● **SET EXERCISE**
Continue the About page on beliefs about technology in growing companies, picking up right after its final sentence.

● **EXTRACT**
▬▬▬▬▬▬▬▬▬▬
§00 / About

Five things I believe about technology in growing companies.

The rest of the site is downstream of them — the services I offer, the kind of operators I work with, why Bloom looks the way it does.

→ 01

Most companies don't need a CTO.

They need someone who'll own the technology lane and tell them the truth. A full-time CTO is the right answer at a specific stage — and plenty of operators are years away from it, or never need one at all. They're at the stage where they need a partner who can sit in their leadership meetings, make real decisions, and ship.

→ 02

Revenue-built, not venture-built.

My clients are typically operators running 10–300 person companies — revenue-built, not venture-built. Different problems, different cadence, different definition of "good enough." That's the lane I know.

→ 03

Strategy without shipping is just expensive talk.

I do both because they're the same job. The strategy work I'm most proud of came from being in the code the week before. The build work I'm most proud of came from understanding the GTM, the sales motion, and the customer. Splitting these jobs into different people is how most companies end up with strategy decks that never get built and builds that solve the wrong problem.
▬▬▬▬▬▬▬▬▬▬
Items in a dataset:
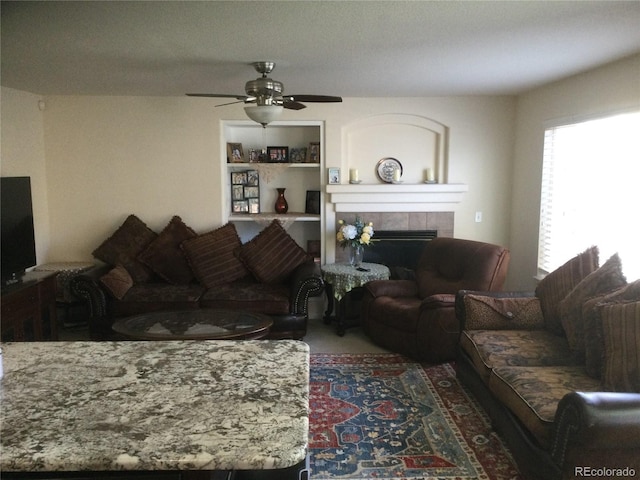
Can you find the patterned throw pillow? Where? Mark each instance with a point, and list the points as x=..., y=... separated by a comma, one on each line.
x=124, y=246
x=491, y=313
x=621, y=327
x=557, y=285
x=592, y=317
x=212, y=257
x=164, y=255
x=272, y=255
x=605, y=279
x=117, y=281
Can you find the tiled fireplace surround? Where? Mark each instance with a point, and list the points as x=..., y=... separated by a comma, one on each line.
x=440, y=221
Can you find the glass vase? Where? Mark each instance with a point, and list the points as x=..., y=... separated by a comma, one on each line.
x=356, y=254
x=281, y=203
▬▬▬▬▬▬▬▬▬▬
● **ANSWER**
→ 04

Solo isn't a temporary state.

Bloom isn't a one-person agency on its way to being a five-person agency. The whole model breaks if I scale it. If an engagement needs more hands than mine, we'll talk about it before it happens and you'll know exactly who's doing what — but the default answer is me, and that's not changing.

→ 05

I'd rather say no than do work I shouldn't.

I'm selective about who I take on, and I've turned down work that didn't fit. That's not exclusivity — it's the only way the engagements I do take on actually deliver. If we talk and I don't think I'm right for the work, I'll tell you, and I'll usually know someone who is.

§02 / BioThe warm half.
Thad Tayo, founder of Bloom Technologies
→ Thad Tayo · Founder, Bloom Technologies

I spent the start of my career as a software engineer at Fortune 100 companies, building software that mattered to the org but rarely to the end user — and never on the timelines I'd have chosen. The work that actually fulfilled me happened after hours: launching startups, building websites for local businesses, advising small companies that had no idea what to do with technology. That side of the work taught me everything the day job didn't — GTM, sales, operations, revenue, how to listen to a non-technical owner and figure out what they actually need.

I started Bloom in January 2021, mostly as a way to do that work in daylight. It began as web dev and SEO for whoever would hire me — low-hanging fruit while I was finishing school. As I kept listening to the people on the other side of those projects, the work got more strategic, and Bloom grew into what it is now.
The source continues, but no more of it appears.